--- Supplied records Enclosed Below ---

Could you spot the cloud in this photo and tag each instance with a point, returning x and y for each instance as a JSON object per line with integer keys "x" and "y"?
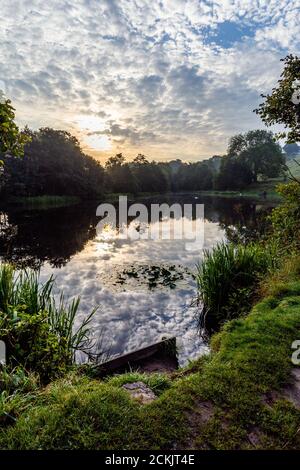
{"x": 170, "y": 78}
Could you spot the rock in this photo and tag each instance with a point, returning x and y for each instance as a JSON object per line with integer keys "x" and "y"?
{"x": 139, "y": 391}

--- End of Enclosed Supplied records ---
--- Supplied records Enclosed Below ---

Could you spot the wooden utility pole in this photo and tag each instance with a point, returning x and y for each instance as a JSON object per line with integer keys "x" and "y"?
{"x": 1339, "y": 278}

--- End of Enclosed Supplied records ---
--- Supplied records Enclosed Below ---

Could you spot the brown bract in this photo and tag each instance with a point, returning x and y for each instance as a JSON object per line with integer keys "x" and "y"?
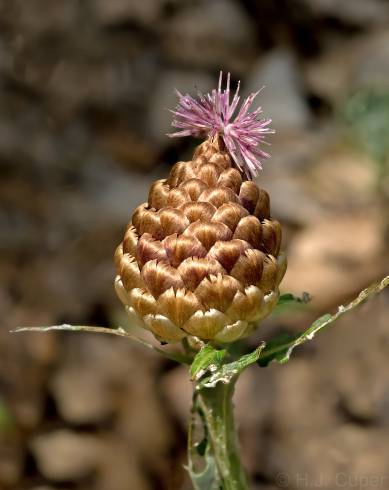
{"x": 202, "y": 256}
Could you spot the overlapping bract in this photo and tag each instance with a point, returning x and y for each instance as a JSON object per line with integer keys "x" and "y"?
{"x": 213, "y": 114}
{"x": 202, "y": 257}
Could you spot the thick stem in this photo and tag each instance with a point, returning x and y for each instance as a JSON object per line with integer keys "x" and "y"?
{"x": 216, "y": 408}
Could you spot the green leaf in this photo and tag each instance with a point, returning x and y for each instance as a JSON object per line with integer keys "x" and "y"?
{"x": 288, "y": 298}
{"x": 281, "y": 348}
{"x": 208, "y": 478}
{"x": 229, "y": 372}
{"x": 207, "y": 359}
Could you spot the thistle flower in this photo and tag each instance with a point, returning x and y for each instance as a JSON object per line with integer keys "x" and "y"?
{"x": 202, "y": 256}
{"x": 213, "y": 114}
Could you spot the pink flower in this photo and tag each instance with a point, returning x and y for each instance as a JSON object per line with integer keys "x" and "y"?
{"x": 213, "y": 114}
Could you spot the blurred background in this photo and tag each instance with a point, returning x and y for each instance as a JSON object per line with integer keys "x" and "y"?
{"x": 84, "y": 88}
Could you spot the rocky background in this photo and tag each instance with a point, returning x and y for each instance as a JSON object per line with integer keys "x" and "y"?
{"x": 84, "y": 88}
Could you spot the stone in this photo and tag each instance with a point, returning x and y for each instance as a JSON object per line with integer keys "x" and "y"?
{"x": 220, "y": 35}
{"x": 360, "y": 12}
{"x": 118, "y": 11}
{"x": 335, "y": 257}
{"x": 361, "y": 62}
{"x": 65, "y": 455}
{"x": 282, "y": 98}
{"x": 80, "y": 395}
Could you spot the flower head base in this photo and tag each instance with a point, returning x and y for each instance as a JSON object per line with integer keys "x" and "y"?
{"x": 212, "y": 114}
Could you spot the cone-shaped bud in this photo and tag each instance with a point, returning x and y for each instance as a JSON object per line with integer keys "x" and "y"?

--- End of Enclosed Supplied records ---

Required action: Repeat exactly the lines above from the one with "Could you spot the stone" up to and including the one with "Could you spot the cone-shaped". No other line belongs in the reply.

Written response:
Could you spot the stone in this photo and tag each instance with a point, returning x and y for each instance as a JSON object per line with integer keys "x" and "y"?
{"x": 220, "y": 35}
{"x": 360, "y": 12}
{"x": 118, "y": 11}
{"x": 335, "y": 257}
{"x": 361, "y": 62}
{"x": 65, "y": 455}
{"x": 282, "y": 98}
{"x": 80, "y": 395}
Could you spot the flower head base in this photo and tag each instance with a point, returning x and y for each instance as a JSON object per line with integer keys "x" and "y"?
{"x": 212, "y": 114}
Could you spot the cone-shaped bud in this photo and tag each instance with a point, returning x and y for each instance as a JSON object per line with integer keys "x" and "y"?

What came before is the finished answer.